* Begin MATERIAL SHOWN *

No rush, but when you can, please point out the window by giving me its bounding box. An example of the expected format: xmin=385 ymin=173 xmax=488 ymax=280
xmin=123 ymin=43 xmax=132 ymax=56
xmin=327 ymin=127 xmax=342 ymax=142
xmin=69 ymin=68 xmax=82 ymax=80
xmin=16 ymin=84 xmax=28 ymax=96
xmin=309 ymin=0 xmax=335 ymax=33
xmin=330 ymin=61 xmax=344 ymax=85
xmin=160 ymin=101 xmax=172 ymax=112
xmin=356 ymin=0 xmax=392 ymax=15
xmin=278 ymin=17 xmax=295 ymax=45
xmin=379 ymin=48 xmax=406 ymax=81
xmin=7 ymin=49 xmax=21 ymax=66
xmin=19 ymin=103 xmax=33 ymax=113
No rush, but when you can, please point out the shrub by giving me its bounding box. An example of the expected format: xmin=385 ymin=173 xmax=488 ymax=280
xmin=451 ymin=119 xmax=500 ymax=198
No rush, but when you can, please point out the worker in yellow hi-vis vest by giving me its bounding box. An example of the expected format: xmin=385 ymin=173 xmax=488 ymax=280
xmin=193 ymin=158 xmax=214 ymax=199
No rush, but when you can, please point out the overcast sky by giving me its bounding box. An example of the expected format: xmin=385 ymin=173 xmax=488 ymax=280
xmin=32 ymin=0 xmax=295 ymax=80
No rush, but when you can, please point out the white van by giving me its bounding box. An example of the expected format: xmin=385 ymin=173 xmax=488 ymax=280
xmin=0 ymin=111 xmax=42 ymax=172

* End MATERIAL SHOWN *

Present every line of the entries above as a Markdown table with the columns "No." and "Text", numbering each row and omitting blank lines.

| No. | Text |
|---|---|
| 1 | No rush, but when you can, please point out the window by giving me its bounding box. An example of the expected format: xmin=385 ymin=173 xmax=488 ymax=280 |
| 2 | xmin=123 ymin=43 xmax=132 ymax=56 |
| 3 | xmin=327 ymin=127 xmax=342 ymax=142 |
| 4 | xmin=69 ymin=68 xmax=82 ymax=80 |
| 5 | xmin=16 ymin=84 xmax=28 ymax=96 |
| 6 | xmin=309 ymin=0 xmax=335 ymax=33 |
| 7 | xmin=330 ymin=61 xmax=344 ymax=85 |
| 8 | xmin=160 ymin=101 xmax=172 ymax=112 |
| 9 | xmin=356 ymin=0 xmax=392 ymax=15 |
| 10 | xmin=278 ymin=17 xmax=295 ymax=45 |
| 11 | xmin=379 ymin=48 xmax=406 ymax=81 |
| 12 | xmin=7 ymin=49 xmax=21 ymax=66 |
| 13 | xmin=19 ymin=103 xmax=33 ymax=113 |
| 14 | No rush, but when you can, please point out the shrub by giving me its bounding box. An example of the expected format: xmin=385 ymin=173 xmax=488 ymax=280 |
| 15 | xmin=451 ymin=119 xmax=500 ymax=198 |
| 16 | No rush, but when you can, please point out the worker in yellow hi-vis vest by giving me its bounding box. An example of the expected format: xmin=385 ymin=173 xmax=488 ymax=280 |
| 17 | xmin=193 ymin=158 xmax=214 ymax=199 |
| 18 | No rush, but when you can, please point out the overcast sky by giving me its bounding box. An example of the expected format: xmin=385 ymin=173 xmax=488 ymax=280 |
| 19 | xmin=32 ymin=0 xmax=295 ymax=80 |
| 20 | No rush, but when you can, please point out the white van by giving me its bounding box. An example of the expected format: xmin=385 ymin=173 xmax=488 ymax=280 |
| 21 | xmin=0 ymin=111 xmax=42 ymax=172 |